Scott Axton  @Reply  
        
4 years ago
This is one of the reasons that Richard doesn't go into great lengths of using the Relationships tool.
( Database Tools -> Relationships  on the menu ribbon)

You will need to go to that window and click on each of the link lines then press delete to get rid of the Relationship in Access. Once you do that, "un-linking" the tables, you will be able to remove them.

If you set up your database properly, following along with Richards teaching, you handle the relationships programmatically not through the database.
Teeka Leone OP  @Reply  
     
4 years ago
Thanks Scott,  I am familiar with where and how to delete relationships.  Just not how to put them back using the method you describe.   Do you know what classes the handling of relationships programmatically is in?  I haven't see that in any classes I've taken so far.  Thanks in advance!
Scott Axton  @Reply  
        
4 years ago
That is what the ID in every table is for.  The relationship window is just used as a graphical representation.
As you have discovered SQL Server not only doesn't use it but doesn't support it.  There isn't a substitution that I know of.
Richard Rost  @Reply  
           
4 years ago
You need to delete the GLOBAL relationships in your database, however this shouldn't break your queries that use AD-HOC relationships unless you've set up referential integrity with cascade updates and deletes. If you don't know what that means, then don't worry about it, but I covered this stuff in a class you already have: Access Expert 2, lesson 2.
Richard Rost  @Reply  
           
4 years ago
There's a reason why I don't generally use global relationships in my databases. They're a pain in the behind. I think I talk about that in the lesson too. The ONLY two reasons you'd really need them are for preventing orphans (order details without a parent order) and for cascade deletes (deleting all the details when you delete an order). BOTH can be done with VBA programmatically, which is what I prefer.
####
EXERCISE INSTRUCTIONS
a - In the Access relationships thread, which class and lesson does Richard Rost say covers this topic?
b - Name every person who posts a reply in the Access relationships thread.

COLLECTED MATERIAL
####
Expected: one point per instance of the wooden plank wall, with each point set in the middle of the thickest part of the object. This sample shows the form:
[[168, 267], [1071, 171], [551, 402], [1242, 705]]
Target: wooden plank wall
####
ANSWERS BY TASK
a - Access Expert 2, lesson 2.

b - Scott Axton, Teeka Leone, Richard Rost